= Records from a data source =

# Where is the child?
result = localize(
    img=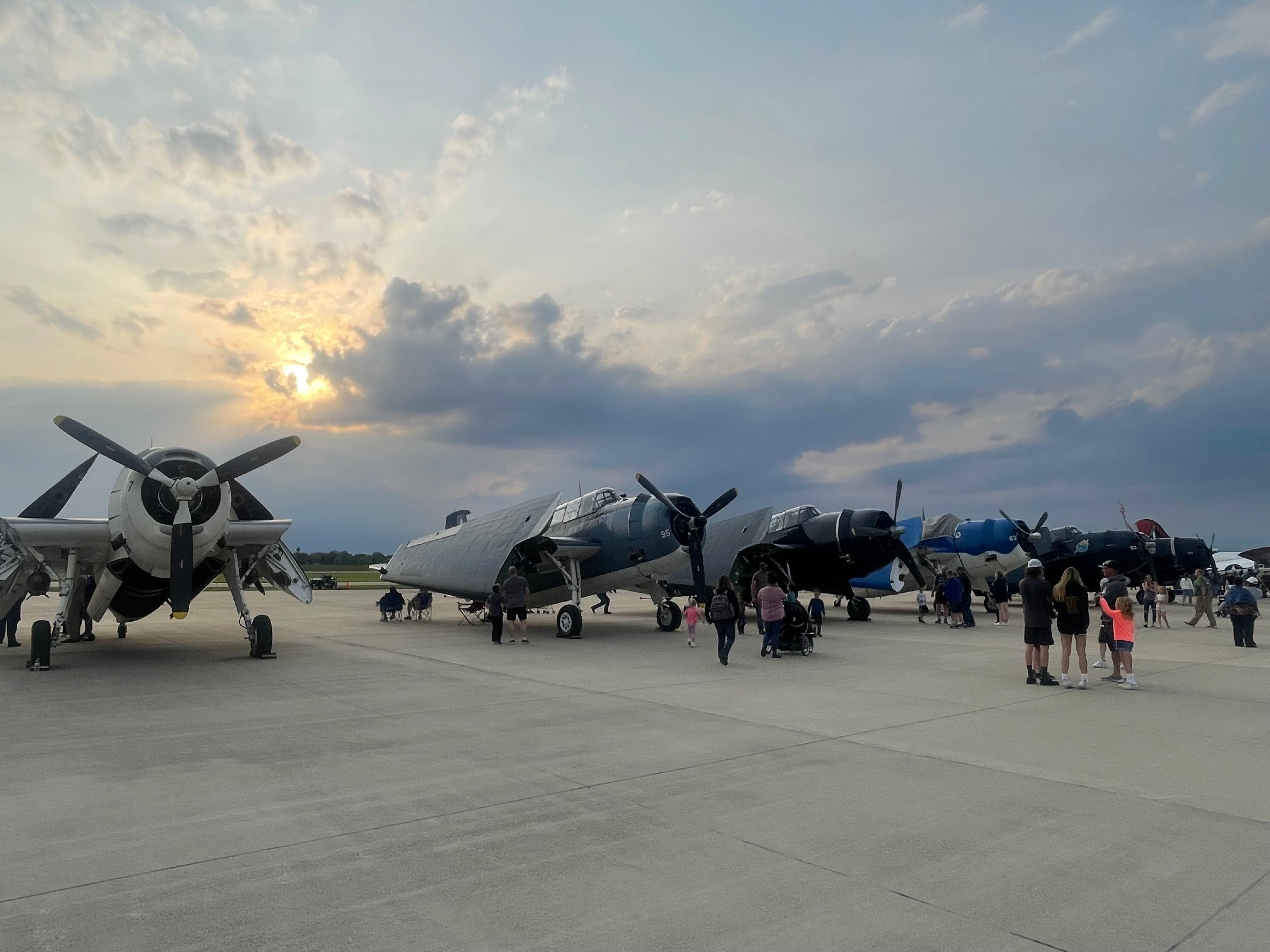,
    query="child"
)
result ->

--

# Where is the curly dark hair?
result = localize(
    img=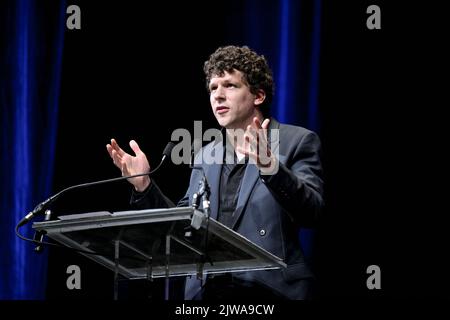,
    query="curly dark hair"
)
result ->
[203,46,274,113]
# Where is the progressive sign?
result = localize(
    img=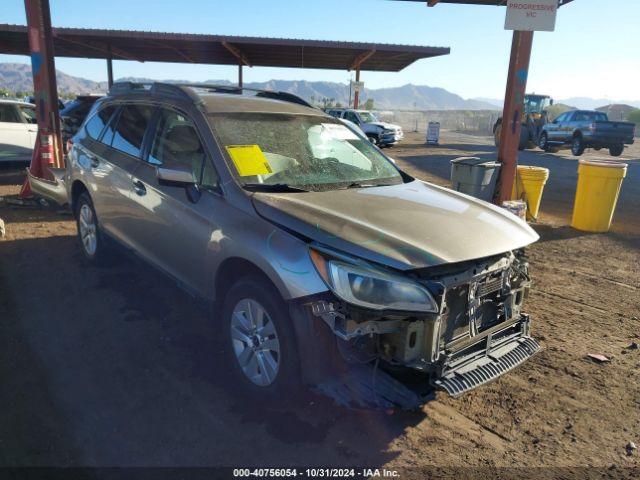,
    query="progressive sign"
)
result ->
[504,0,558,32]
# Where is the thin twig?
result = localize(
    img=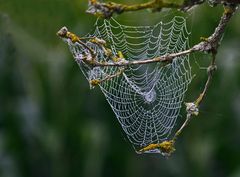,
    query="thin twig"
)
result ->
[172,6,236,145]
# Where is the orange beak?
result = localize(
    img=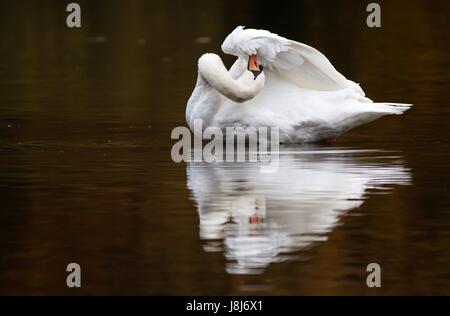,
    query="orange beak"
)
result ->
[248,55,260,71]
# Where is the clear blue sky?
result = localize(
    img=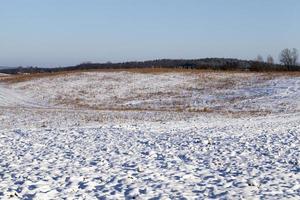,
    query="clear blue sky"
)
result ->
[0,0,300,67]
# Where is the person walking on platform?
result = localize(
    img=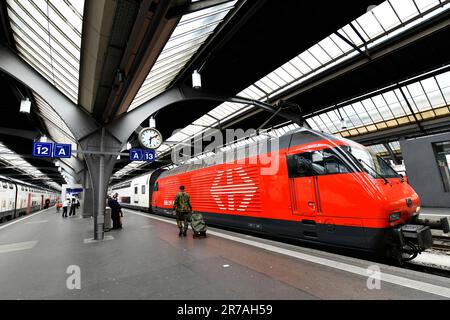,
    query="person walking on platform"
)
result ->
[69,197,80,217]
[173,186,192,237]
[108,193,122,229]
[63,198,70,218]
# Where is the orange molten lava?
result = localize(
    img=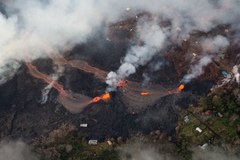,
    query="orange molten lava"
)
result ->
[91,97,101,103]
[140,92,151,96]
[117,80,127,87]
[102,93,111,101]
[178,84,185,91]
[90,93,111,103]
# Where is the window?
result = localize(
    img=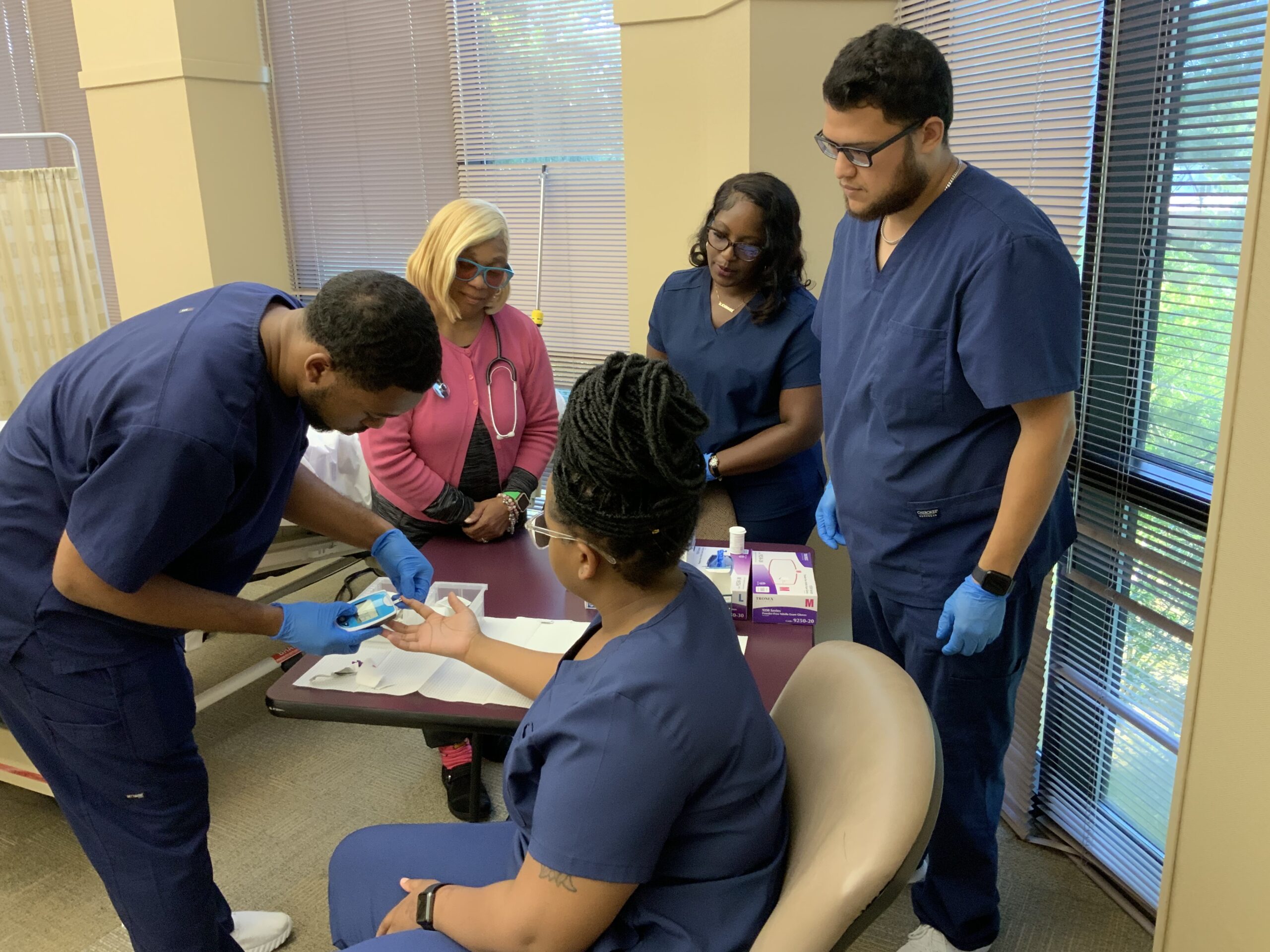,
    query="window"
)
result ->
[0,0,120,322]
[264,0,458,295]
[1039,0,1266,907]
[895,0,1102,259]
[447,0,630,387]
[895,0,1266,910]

= WORK TO BE COMPLETED =
Gather every line of the listing that contains the word "molten".

= WRITTEN REPLY =
# Where is the orange molten lava?
    query="orange molten lava"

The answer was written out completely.